| DIRECTIVE |
Reproduce word for word the lines of the listing below, starting with the line that contains "Where can the monument" and continuing through the end of the listing, both ends included.

* begin EXERCISE INPUTS *

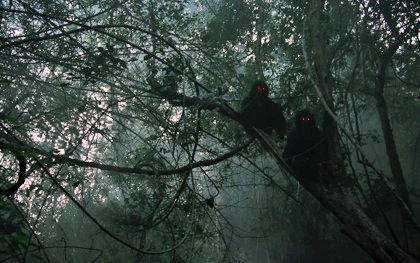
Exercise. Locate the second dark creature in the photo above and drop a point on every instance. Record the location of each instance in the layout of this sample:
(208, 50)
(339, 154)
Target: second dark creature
(261, 112)
(305, 148)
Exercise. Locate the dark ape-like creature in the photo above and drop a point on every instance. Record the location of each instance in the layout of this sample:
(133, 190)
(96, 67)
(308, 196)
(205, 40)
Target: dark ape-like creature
(261, 112)
(305, 148)
(21, 176)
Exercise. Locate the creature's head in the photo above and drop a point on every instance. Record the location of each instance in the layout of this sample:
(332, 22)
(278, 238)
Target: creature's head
(305, 119)
(260, 89)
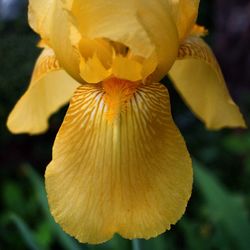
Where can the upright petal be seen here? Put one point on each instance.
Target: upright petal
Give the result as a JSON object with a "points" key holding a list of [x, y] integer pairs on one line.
{"points": [[145, 27], [130, 175], [50, 88], [197, 76], [40, 16]]}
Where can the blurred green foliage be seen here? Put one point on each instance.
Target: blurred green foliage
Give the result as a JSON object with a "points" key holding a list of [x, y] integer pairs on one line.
{"points": [[217, 216]]}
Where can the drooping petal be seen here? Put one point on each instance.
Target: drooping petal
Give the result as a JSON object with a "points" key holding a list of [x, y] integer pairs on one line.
{"points": [[50, 88], [197, 76], [185, 14], [131, 175]]}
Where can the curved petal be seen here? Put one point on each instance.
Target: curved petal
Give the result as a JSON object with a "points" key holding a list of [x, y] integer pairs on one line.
{"points": [[50, 88], [198, 78], [185, 13], [131, 175], [145, 27]]}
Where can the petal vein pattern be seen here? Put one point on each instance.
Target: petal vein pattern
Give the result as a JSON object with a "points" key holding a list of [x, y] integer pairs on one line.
{"points": [[50, 88], [197, 76], [132, 176]]}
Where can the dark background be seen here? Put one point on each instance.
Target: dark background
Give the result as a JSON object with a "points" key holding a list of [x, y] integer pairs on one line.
{"points": [[217, 216]]}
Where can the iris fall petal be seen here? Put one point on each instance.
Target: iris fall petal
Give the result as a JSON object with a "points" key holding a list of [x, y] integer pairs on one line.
{"points": [[131, 175], [197, 76]]}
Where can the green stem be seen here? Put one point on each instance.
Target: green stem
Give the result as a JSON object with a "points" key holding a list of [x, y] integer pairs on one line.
{"points": [[136, 244]]}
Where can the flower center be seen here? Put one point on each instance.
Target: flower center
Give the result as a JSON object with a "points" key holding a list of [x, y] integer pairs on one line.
{"points": [[117, 93]]}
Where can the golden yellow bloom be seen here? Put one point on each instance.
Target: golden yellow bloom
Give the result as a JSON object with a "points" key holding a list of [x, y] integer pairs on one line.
{"points": [[119, 163]]}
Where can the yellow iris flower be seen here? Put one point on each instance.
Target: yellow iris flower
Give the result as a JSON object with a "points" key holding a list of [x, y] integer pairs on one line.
{"points": [[120, 165]]}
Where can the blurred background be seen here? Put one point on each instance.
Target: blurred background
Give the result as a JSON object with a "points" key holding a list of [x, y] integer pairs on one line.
{"points": [[217, 216]]}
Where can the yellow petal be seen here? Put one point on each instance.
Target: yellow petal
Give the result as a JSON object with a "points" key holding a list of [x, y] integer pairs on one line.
{"points": [[50, 88], [126, 68], [92, 70], [185, 14], [198, 78], [40, 16], [62, 36], [157, 20], [145, 27], [132, 176]]}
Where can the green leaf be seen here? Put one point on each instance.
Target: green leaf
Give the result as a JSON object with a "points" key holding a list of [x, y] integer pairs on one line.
{"points": [[223, 208]]}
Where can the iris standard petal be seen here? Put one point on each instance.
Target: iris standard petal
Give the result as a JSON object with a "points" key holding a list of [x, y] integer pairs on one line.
{"points": [[62, 35], [40, 17], [139, 25], [130, 174], [197, 76], [50, 88]]}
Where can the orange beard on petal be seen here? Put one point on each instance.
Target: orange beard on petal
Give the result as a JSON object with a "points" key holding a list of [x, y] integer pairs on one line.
{"points": [[117, 93]]}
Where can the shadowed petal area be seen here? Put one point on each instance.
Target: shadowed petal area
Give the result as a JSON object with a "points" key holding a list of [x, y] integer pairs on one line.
{"points": [[198, 78], [50, 89], [185, 14], [130, 175]]}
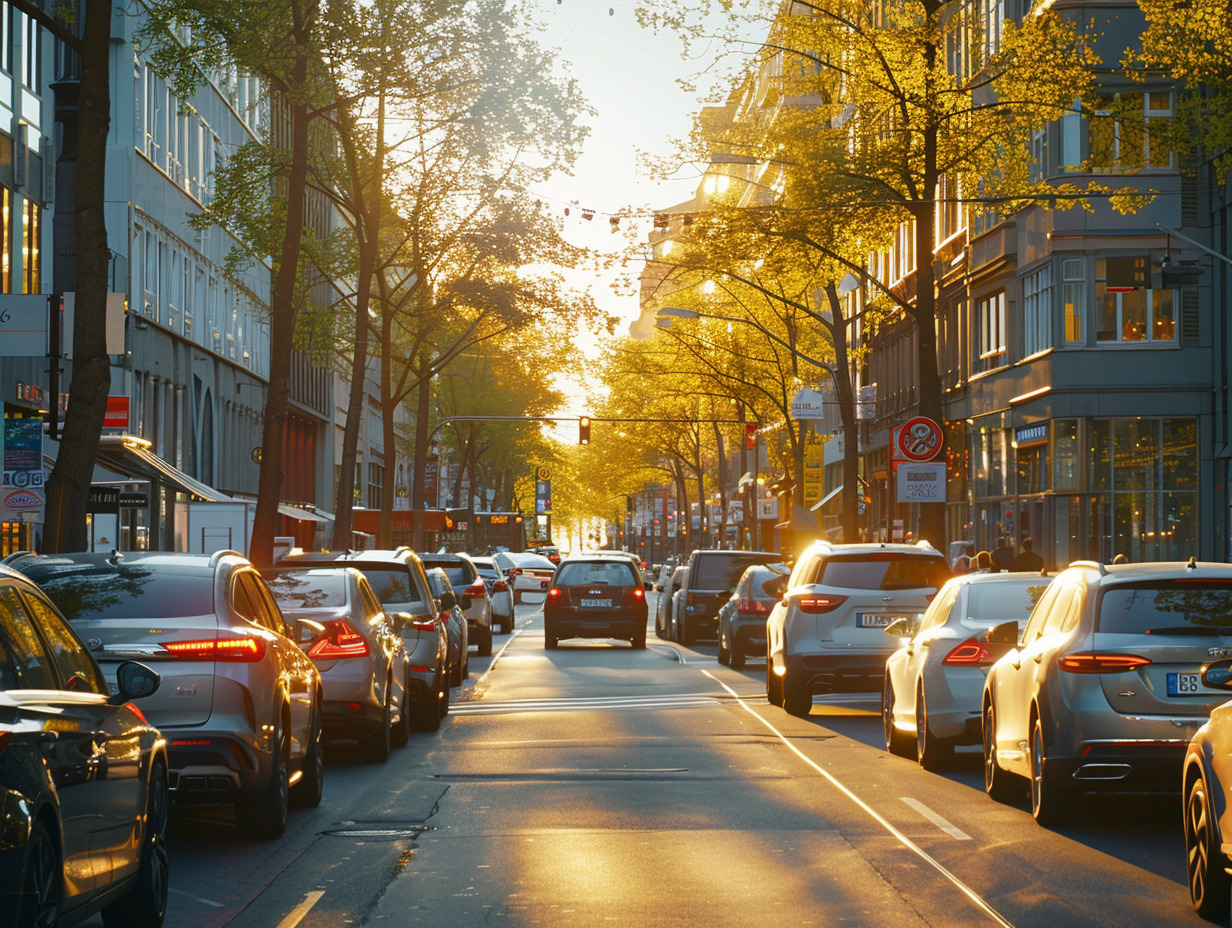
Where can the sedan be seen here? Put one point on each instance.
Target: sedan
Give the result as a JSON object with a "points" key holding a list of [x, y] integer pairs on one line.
{"points": [[83, 780], [930, 699], [364, 664]]}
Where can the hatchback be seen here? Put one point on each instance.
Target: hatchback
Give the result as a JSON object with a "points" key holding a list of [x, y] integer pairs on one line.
{"points": [[1104, 687], [595, 598], [364, 664], [240, 703], [826, 634], [84, 777], [934, 682]]}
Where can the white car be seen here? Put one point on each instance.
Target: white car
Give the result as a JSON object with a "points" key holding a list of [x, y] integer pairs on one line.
{"points": [[934, 682], [530, 573]]}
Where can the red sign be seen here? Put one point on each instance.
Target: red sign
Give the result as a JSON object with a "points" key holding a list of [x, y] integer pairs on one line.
{"points": [[117, 413], [919, 439]]}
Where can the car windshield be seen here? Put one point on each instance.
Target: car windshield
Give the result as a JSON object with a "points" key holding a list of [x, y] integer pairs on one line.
{"points": [[725, 571], [1166, 606], [991, 604], [309, 590], [128, 592], [885, 572], [609, 572]]}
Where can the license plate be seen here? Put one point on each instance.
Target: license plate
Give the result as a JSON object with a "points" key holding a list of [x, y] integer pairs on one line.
{"points": [[1185, 684], [875, 620]]}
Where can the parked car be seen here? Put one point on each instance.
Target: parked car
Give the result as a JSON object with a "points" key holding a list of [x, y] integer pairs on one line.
{"points": [[663, 606], [595, 598], [397, 577], [472, 595], [1104, 687], [712, 578], [742, 621], [83, 780], [826, 634], [455, 621], [364, 664], [240, 703], [530, 572], [934, 682], [499, 592]]}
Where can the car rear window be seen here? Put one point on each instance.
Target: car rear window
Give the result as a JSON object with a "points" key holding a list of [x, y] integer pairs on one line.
{"points": [[298, 590], [128, 592], [614, 573], [1166, 606], [883, 571], [725, 571]]}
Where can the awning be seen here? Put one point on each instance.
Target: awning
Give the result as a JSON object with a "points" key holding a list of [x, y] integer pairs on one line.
{"points": [[131, 456], [817, 507]]}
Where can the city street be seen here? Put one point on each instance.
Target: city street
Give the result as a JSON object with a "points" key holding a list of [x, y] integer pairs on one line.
{"points": [[601, 784]]}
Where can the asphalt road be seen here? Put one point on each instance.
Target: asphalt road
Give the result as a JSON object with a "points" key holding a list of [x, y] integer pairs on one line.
{"points": [[598, 784]]}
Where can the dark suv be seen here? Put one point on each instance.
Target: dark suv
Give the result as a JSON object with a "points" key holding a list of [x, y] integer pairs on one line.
{"points": [[595, 597], [710, 583]]}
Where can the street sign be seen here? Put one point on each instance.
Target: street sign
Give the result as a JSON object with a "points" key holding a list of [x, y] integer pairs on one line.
{"points": [[918, 440]]}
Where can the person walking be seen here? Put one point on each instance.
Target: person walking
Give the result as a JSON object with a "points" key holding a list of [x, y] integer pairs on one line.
{"points": [[1026, 558]]}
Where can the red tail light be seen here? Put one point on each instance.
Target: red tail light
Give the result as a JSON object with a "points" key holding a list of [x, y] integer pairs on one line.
{"points": [[1097, 662], [972, 651], [817, 605], [339, 641], [240, 650]]}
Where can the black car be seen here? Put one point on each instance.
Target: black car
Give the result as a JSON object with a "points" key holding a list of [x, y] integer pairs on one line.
{"points": [[595, 597], [83, 777]]}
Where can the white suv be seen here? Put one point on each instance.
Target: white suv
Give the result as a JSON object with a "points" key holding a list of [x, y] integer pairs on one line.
{"points": [[826, 634]]}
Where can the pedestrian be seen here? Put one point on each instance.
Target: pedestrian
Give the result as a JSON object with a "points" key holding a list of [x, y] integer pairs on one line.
{"points": [[1003, 556], [1026, 558]]}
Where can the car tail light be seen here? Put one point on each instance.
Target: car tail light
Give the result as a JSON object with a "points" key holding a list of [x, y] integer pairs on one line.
{"points": [[242, 650], [1098, 662], [972, 651], [339, 641], [817, 605]]}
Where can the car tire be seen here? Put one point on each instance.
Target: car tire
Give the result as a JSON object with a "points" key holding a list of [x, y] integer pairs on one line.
{"points": [[264, 814], [896, 742], [1209, 883], [930, 751], [1050, 804], [43, 881], [144, 905], [997, 781], [308, 791]]}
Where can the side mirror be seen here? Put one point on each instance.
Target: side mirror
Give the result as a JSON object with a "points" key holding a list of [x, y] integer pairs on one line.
{"points": [[1003, 634], [1217, 674], [134, 680]]}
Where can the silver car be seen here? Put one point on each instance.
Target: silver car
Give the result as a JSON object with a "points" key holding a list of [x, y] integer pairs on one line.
{"points": [[1104, 688], [930, 699], [364, 664]]}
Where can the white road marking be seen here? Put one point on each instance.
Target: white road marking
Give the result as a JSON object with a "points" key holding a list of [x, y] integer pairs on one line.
{"points": [[951, 830], [296, 915], [978, 901]]}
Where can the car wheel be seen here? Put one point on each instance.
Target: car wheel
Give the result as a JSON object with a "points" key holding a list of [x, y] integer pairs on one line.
{"points": [[997, 783], [144, 906], [402, 730], [264, 815], [307, 793], [1050, 804], [896, 743], [1209, 884], [43, 884], [930, 751]]}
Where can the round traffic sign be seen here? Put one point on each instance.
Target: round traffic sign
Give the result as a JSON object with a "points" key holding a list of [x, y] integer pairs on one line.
{"points": [[920, 439]]}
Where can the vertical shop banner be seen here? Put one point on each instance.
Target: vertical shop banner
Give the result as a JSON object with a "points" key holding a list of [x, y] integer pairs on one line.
{"points": [[24, 475]]}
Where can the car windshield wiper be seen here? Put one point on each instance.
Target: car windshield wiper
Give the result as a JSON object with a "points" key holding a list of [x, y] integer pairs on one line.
{"points": [[1191, 630]]}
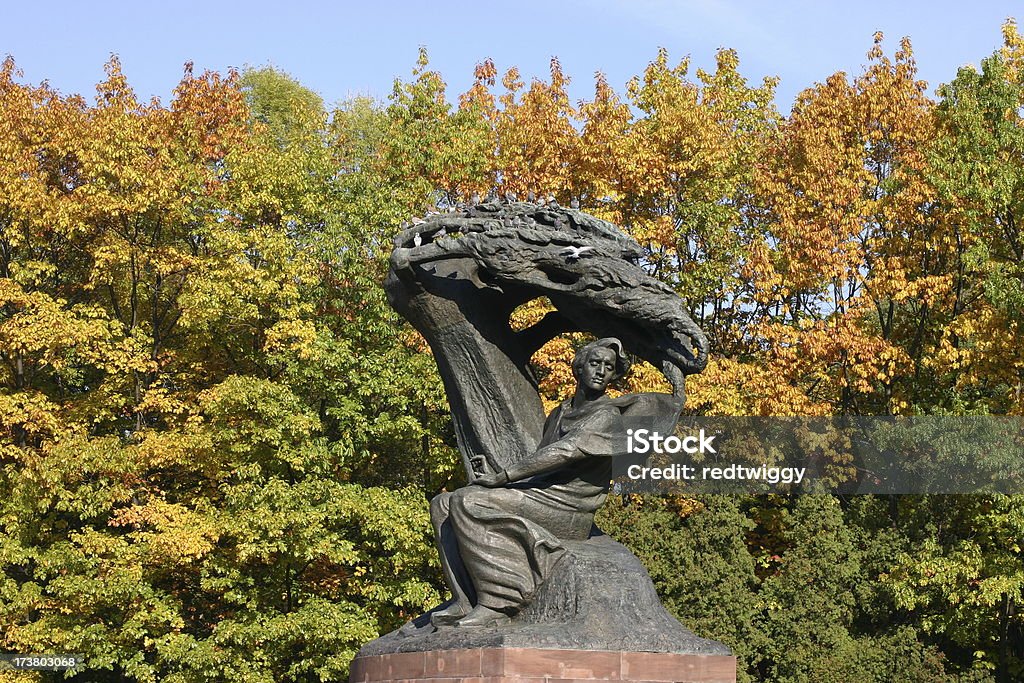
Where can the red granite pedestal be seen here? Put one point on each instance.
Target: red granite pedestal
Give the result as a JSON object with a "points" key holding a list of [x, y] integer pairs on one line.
{"points": [[542, 666]]}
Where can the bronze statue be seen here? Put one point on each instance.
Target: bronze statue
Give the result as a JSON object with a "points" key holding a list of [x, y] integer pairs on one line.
{"points": [[525, 563], [500, 537]]}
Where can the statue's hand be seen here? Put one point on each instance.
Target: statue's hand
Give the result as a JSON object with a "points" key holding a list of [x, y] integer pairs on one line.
{"points": [[492, 479]]}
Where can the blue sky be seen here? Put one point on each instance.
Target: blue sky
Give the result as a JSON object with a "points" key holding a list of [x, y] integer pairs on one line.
{"points": [[342, 49]]}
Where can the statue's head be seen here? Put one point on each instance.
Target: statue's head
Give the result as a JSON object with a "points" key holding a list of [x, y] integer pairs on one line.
{"points": [[600, 363]]}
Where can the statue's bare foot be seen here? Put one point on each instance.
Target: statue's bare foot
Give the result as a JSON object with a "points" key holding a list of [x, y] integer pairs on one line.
{"points": [[480, 616], [449, 615]]}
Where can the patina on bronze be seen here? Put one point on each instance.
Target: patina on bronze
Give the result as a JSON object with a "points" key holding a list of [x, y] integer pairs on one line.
{"points": [[525, 564]]}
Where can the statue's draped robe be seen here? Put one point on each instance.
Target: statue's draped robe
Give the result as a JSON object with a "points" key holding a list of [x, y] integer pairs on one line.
{"points": [[508, 539]]}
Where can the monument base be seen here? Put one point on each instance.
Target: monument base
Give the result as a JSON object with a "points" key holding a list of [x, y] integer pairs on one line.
{"points": [[542, 666]]}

* end EXERCISE INPUTS *

| FINISHED EXERCISE |
Where can the monument base be seen here? Put one point on each instance.
Target: monument base
Give the result as a JSON object with a "points" key holding a list of [x, y] integer pairs on one line.
{"points": [[542, 666]]}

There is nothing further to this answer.